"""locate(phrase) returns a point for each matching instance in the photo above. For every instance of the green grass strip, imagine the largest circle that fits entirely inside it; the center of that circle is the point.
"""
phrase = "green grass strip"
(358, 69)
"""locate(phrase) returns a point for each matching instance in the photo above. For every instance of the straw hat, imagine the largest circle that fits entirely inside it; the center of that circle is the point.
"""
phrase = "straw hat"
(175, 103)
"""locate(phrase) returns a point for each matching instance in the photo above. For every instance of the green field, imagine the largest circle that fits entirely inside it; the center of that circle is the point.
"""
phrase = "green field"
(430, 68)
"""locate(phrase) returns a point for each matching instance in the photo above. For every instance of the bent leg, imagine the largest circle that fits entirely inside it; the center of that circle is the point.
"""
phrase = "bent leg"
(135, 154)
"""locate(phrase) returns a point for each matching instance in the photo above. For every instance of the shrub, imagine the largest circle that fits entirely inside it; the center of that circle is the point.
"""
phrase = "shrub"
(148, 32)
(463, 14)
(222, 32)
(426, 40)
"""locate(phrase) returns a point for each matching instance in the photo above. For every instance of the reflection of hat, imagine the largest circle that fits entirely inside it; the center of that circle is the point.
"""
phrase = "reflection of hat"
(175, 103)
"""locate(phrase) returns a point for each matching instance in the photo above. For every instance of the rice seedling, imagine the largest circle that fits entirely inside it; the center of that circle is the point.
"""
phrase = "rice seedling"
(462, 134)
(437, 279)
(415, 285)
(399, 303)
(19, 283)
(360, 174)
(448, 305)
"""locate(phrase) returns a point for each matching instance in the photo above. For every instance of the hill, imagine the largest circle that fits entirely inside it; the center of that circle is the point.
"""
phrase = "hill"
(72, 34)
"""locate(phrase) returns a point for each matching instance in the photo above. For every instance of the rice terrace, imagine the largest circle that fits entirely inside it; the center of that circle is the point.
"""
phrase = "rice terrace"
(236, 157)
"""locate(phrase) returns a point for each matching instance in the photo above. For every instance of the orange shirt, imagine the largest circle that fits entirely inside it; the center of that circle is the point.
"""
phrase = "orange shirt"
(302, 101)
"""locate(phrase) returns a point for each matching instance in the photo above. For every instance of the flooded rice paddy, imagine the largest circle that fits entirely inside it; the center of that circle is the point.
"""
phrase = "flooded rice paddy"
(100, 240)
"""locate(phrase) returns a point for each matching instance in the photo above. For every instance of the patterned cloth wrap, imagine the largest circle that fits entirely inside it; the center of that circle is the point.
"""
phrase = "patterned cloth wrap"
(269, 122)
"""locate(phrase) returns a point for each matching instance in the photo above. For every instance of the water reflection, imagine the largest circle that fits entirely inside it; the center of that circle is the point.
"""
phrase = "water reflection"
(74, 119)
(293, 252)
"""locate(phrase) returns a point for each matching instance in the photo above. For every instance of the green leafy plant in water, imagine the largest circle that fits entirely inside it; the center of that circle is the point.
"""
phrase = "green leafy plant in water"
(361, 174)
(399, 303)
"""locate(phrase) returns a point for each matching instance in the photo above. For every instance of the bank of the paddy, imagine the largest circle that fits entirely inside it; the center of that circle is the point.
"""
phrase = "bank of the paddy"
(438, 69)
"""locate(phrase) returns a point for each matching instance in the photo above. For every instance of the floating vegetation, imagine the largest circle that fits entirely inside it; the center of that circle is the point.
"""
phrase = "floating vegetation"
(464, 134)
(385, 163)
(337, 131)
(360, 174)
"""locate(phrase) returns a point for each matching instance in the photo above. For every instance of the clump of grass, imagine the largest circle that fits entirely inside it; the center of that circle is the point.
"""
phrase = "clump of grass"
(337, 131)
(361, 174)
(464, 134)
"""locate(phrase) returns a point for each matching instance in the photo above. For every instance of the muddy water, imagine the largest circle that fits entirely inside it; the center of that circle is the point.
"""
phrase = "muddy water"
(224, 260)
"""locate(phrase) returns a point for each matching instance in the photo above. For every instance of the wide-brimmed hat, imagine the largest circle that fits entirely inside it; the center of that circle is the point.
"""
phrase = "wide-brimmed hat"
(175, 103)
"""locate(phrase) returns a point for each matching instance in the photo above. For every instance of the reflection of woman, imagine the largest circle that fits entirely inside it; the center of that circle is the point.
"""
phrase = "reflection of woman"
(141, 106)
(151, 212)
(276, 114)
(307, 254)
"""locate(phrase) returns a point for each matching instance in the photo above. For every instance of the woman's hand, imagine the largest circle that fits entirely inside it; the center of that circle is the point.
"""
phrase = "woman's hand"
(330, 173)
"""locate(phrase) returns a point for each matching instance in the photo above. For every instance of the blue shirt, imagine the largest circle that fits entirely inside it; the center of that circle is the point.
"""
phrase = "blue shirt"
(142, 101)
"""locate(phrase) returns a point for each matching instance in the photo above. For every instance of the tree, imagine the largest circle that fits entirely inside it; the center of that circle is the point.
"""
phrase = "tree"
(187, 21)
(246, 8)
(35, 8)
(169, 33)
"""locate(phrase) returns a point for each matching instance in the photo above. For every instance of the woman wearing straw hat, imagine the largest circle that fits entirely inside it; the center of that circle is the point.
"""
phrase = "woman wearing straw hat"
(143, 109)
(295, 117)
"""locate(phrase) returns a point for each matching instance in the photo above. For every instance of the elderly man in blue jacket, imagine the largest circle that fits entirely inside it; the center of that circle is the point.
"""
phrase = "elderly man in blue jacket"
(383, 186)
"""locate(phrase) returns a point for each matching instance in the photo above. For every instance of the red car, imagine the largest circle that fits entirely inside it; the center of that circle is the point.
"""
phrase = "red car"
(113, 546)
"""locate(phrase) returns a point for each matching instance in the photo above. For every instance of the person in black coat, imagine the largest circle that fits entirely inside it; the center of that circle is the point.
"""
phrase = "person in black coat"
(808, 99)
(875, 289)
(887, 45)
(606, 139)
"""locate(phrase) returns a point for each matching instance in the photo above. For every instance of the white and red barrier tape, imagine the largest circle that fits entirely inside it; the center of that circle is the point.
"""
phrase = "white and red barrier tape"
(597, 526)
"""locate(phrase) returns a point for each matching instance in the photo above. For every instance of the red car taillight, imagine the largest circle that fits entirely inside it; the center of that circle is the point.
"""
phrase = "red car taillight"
+--
Quote the material exactly, leaving nothing out.

"""locate(phrase) returns a point for each matching instance in the photo above. For every instance of the green grass strip, imagine the largest circle that fits entirely inside it; the center of that circle is the point.
"""
phrase = "green grass strip"
(358, 69)
"""locate(phrase) returns a point for each matching instance in the photo above. For every instance of the straw hat, imagine the largest circle that fits entirely inside it; the center of that circle is the point.
"""
phrase = "straw hat"
(175, 103)
"""locate(phrase) returns a point for each matching instance in the photo above. For every instance of the green field, imagine the largest circle that fits entirely inside it; the center of that circle is the point.
"""
phrase = "green field"
(430, 68)
"""locate(phrase) returns a point for each matching instance in the photo above. For every instance of the bent leg, imagine the largest circle that fits entirely inside it; the center of that circle is the point.
"""
phrase = "bent leg"
(135, 154)
"""locate(phrase) returns a point for each matching instance in the photo above. For every instance of the shrub, imagine the largest circle that fits entirely inside it; the center of that circle is the point.
"""
phrase = "shrub"
(148, 32)
(463, 14)
(222, 32)
(426, 40)
"""locate(phrase) returns a point for each matching instance in the photo above. For every instance of the reflection of hat, imagine the largest circle that fits entirely inside it; the center of that circle is the point.
"""
phrase = "reflection of hat"
(175, 103)
"""locate(phrase) returns a point for each matching instance in the photo above. For every instance of the rice seedling, imagine the largest circle that fits entirely inside it; the center of that circle is the point.
"""
phrase = "rice seedling"
(462, 134)
(437, 279)
(415, 285)
(399, 303)
(19, 283)
(360, 174)
(448, 305)
"""locate(phrase) returns a point for each matching instance in the photo above. For every instance of the hill, imagine the largest circle that fits entirely inside it; the center of that circle is the point.
"""
phrase = "hill"
(72, 34)
"""locate(phrase) returns a point for each matching instance in the photo above. For every instance of the rice terrace, imagine the largest circle that fits entirely inside it; the center of that circle is the point.
"""
phrase = "rice terrace"
(236, 157)
"""locate(phrase) returns a point for each matching instance in the photo above. For every instance of the orange shirt, imagine the largest circle that fits entirely inside it; the center of that circle is the point.
"""
phrase = "orange shirt"
(302, 101)
"""locate(phrase) returns a point for each matching instance in the photo above. For every instance of the flooded rice paddy, imagine the largest circle that fits entirely inside it; the center of that circle is the point.
"""
phrase = "flooded rice paddy"
(100, 240)
"""locate(phrase) returns a point for each matching instance in the photo above. For every instance of the patterned cloth wrap, imagine the largest circle that fits entirely inside it; the center of that circle is the point.
"""
phrase = "patterned cloth wrap"
(269, 122)
"""locate(phrase) returns a point for each matching instance in the photo above. For every instance of the water reflection, imagine the largest circle that fits entirely inside it; the center of that circle is the point.
"""
phrase = "water reflection"
(74, 119)
(293, 252)
"""locate(phrase) returns a point for each matching instance in the photo above. For every instance of the green leafy plant in water, imagine the largest circle that fits entirely inside it; the center of that circle is the point.
"""
phrase = "green leafy plant in water"
(361, 174)
(399, 303)
"""locate(phrase) returns a point for each matching instance in the photo above. For every instance of the bank of the paddy, imagine the largest circle that fits entirely inside it; the center of that circle is the point.
"""
phrase = "bank of the paddy"
(438, 69)
"""locate(phrase) returns a point for each matching instance in the photo above. For every instance of the floating vegetation, imagine the largest circle that fits entirely inside it; the center of that circle is the point.
"""
phrase = "floating vegetation"
(464, 134)
(385, 163)
(337, 131)
(360, 174)
"""locate(phrase) returns a point for each matching instance in the photo above. For every instance of the clump of grass, imagine the largest circle that fits entirely inside it; the center of that circle is the point.
"""
phrase = "clump of grass"
(337, 131)
(361, 174)
(464, 134)
"""locate(phrase) returns a point for each matching instance in the photo above. For every instance of the muddy water, imagine the largest circle that fits entirely inside it; the center of that circle is the point.
"""
phrase = "muddy water"
(224, 260)
"""locate(phrase) returns a point for each matching instance in the photo above. For every instance of the wide-brimmed hat, imagine the largest circle that fits entirely inside it; the center of that circle is the point.
"""
phrase = "wide-brimmed hat"
(175, 103)
"""locate(phrase) returns a point for each matching instance in the photo above. For every instance of the reflection of woman, imagine the largest circle that fits entirely inside it; the center of that circle is the point.
"""
phrase = "reflection of woman"
(141, 106)
(151, 212)
(276, 114)
(307, 254)
"""locate(phrase) returns a point for each matching instance in the photo above. For every instance of the woman's hand, imagine the largest circle that fits entirely inside it; the center of that circle is the point.
"""
phrase = "woman's hand"
(330, 173)
"""locate(phrase) returns a point for each matching instance in the photo above. For every instance of the blue shirt, imagine the largest circle that fits entirely inside it; the center of that circle is the point.
"""
phrase = "blue shirt"
(142, 101)
"""locate(phrase) returns a point for each matching instance in the photo above. For every instance of the tree, imagine the largest circle that fits entirely inside it; the center of that circle is the point.
"""
phrase = "tree"
(187, 21)
(246, 8)
(35, 8)
(169, 33)
"""locate(phrase) returns a point for each matching instance in the photo above. For every instance of the woman wearing straw hat, imagine the largest circle that fits entirely inside it; the center of that circle is the point.
"""
phrase = "woman wearing straw hat"
(143, 109)
(295, 117)
"""locate(phrase) returns a point for each matching instance in the photo above. For every instance of the elderly man in blue jacket, imagine the largest circle that fits entirely inside it; the center of that circle is the point.
"""
phrase = "elderly man in blue jacket"
(383, 186)
"""locate(phrase) returns a point for each matching instance in the photo above. For every instance of the red car, imagine the largest circle that fits entirely inside it; the center of that circle is the point.
"""
phrase = "red car"
(113, 546)
"""locate(phrase) returns a point for each matching instance in the photo above. For every instance of the person in black coat, imagine the largest circle that fits entirely inside it; the center of that circle is the point.
"""
phrase = "person in black coat"
(808, 99)
(875, 289)
(887, 45)
(606, 139)
"""locate(phrase) returns a point for each matching instance in the photo above. For every instance of the white and red barrier tape, imagine the largest circle that fits entirely inside it; the center of that circle is the point.
"""
phrase = "white and red barrier tape"
(597, 526)
"""locate(phrase) returns a point for each matching instance in the photo above. For every instance of the red car taillight, imagine the largest circle that fits entirely inside it; the center of that circle is the point.
"""
phrase = "red car taillight"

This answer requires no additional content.